**Work order**
A complete, exact copy of the records below is the required result.

**Stored items**
◇ ◇ ◇ ◇
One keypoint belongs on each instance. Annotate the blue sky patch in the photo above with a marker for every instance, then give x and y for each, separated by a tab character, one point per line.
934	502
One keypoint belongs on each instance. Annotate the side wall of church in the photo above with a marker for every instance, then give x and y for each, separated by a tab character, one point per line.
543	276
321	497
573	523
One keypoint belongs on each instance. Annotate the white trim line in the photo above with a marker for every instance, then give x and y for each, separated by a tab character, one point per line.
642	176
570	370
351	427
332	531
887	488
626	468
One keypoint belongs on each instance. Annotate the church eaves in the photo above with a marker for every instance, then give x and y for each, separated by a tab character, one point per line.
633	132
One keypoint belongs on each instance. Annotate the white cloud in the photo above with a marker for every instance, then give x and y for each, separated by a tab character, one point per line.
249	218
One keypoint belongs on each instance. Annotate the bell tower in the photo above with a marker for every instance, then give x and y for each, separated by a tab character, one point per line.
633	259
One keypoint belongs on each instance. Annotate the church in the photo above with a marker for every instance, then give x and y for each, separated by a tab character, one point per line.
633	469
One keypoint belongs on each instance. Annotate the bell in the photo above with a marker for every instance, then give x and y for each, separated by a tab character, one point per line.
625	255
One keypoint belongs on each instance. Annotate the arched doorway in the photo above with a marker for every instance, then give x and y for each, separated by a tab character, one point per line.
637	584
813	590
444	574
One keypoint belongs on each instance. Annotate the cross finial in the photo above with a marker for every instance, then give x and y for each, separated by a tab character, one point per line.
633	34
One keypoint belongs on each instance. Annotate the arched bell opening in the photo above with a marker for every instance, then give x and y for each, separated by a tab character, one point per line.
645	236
◇ ◇ ◇ ◇
**Written solution**
One keypoint belongs on each instance. Annotate the blue sky patch in the photo above with a marker for every instance, then give x and y for each, separated by a tab character, one point per line.
934	502
One keypoint belongs on each instance. Annotate the side wall of church in the photo above with a marker for every instance, then give x and y for each, separated by a tab character, one point per line.
543	276
321	497
573	523
One keypoint belongs on each instance. Annotate the white trim line in the photo above with a marker for every instance, then give x and y for each, separated by a tab character, one point per line.
642	176
570	370
351	427
332	531
887	488
626	468
One keypoint belongs on each instance. Annotate the church eaves in the photo above with a marker for every instance, then give x and y for each, separated by a tab character, one point per line.
633	132
One keypoint belongs on each instance. Annotate the white cloud in the photo above with a marker for every instance, then give x and y for each, separated by a tab character, one point per line.
249	218
One keypoint belongs on each instance. Annotate the bell tower in the photo above with a marker for every instance, then give x and y for each, separated by a tab character, one point per line.
633	259
One keypoint belongs on each instance. Annotate the church in the photo above with a marker for every instance, then give x and y for each, separated by a tab character, one point per line.
633	469
One keypoint belongs on each instance. Annotate the bell in the photo above with a marker for every instance, then give x and y for each, separated by a tab character, one point per line.
625	255
One keypoint belongs on each instance. Annotate the arched doorway in the photo above with a marker for every instance, then give x and y for each, separated by a tab character, one point per line.
637	584
813	590
444	574
One keypoint belongs on each instance. Annotate the cross finial in the photo above with a marker for every instance, then give x and y for each, separated by a tab character, one point per line.
633	34
One keypoint belongs on each instance. Annotate the arched bell opening in the photo above with a marker for every instance, then give x and y for each, separated by a tab character, one point per line.
645	236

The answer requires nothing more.